=== Task material ===
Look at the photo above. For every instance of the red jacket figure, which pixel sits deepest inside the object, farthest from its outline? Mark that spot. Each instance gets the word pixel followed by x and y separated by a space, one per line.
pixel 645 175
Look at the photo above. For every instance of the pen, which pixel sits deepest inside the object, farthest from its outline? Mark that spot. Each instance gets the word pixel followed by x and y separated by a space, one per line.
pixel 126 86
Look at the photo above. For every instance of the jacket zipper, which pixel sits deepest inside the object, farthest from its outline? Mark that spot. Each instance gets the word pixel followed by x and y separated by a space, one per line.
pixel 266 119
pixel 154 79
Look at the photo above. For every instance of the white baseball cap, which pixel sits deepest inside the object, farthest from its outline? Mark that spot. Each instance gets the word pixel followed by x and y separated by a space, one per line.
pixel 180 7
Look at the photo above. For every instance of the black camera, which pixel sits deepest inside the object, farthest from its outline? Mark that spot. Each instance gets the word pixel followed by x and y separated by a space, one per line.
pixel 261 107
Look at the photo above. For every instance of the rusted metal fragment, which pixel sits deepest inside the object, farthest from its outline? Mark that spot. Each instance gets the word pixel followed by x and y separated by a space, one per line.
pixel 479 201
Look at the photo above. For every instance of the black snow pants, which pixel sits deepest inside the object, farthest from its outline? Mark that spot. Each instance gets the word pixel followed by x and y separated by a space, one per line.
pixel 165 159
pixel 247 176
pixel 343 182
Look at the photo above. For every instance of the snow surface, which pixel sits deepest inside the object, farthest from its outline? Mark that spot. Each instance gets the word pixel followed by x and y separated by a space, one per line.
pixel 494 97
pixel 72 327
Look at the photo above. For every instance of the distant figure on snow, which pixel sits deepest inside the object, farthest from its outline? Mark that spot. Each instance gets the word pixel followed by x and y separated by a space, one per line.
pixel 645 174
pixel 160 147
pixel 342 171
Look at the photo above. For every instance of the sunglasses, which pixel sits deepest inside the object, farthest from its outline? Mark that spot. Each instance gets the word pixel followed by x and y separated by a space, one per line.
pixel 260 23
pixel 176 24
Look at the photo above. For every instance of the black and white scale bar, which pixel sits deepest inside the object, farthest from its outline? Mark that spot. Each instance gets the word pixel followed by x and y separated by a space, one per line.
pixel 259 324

=== What is required ===
Please return the material above exactly as written.

=== Result for this exercise ===
Look at the photo above. For every instance of the red jacket figure, which pixel sits deepest inside the object, farthest from its outline? Mark that spot. Each instance gets the word pixel followed by x and y separated by a space, one per line.
pixel 645 175
Look at the photo above. For every instance of the pen, which pixel sits deepest inside the object, farthest from its outline? Mark that spot. Each instance gets the word pixel followed by x and y separated by a space, one per line.
pixel 126 86
Look at the photo above. For every instance of the jacket zipper, which pixel sits deepest inside the object, farthest from its outline? Mark that spot. Each instance gets the word pixel followed by x and y separated by a space, one per line.
pixel 266 119
pixel 154 79
Look at the photo above. For every instance of the white baseball cap, which pixel sits deepest inside the object, farthest from its outline? Mark that spot. Each instance gets the word pixel followed by x and y separated by a space, one per line.
pixel 180 7
Look at the photo above. For every instance of the black camera, which pixel sits deepest inside the object, farthest from its outline? Mark that spot. Each instance gets the word pixel followed by x and y separated by a space, one per line.
pixel 261 107
Look at the photo above. For every instance of the rusted metal fragment, which pixel sits deepest inside the object, farthest from its outline? Mark that spot. Each instance gets the word pixel followed by x and y separated by a space, one per line.
pixel 479 201
Look at the photo above. For every instance of the black snow pants, which pixel sits deepest inside the object, farthest from its outline? Mark that spot. Each instance gets the word pixel followed by x and y separated by a space, one per line.
pixel 165 159
pixel 247 176
pixel 343 182
Look at the photo above. For every instance of the snow surface, which pixel sits deepest inside the object, farthest from its outline? Mark that spot. Each instance gets the word pixel followed by x and y separated by a space, one per line.
pixel 494 97
pixel 72 327
Look at the photo above. For every instance of the distant figure on snow, which pixel sits deepest inside the object, farthest from its outline? Mark that spot. Each instance gets the word pixel followed by x and y separated by a space, one per line.
pixel 645 174
pixel 160 147
pixel 342 171
Look at the photo above. For every instance of the sunglasses, which pixel sits deepest inside the object, farthest from its outline? Mark that spot. Each instance gets the word pixel followed by x and y separated by a space, one per line.
pixel 260 23
pixel 176 24
Look at the photo above. For every instance of the black and white scale bar, which pixel sits deepest inside the object, farthest from its outline? Mark that spot. Each instance gets the word pixel followed by x and y separated by a space, one per line.
pixel 259 324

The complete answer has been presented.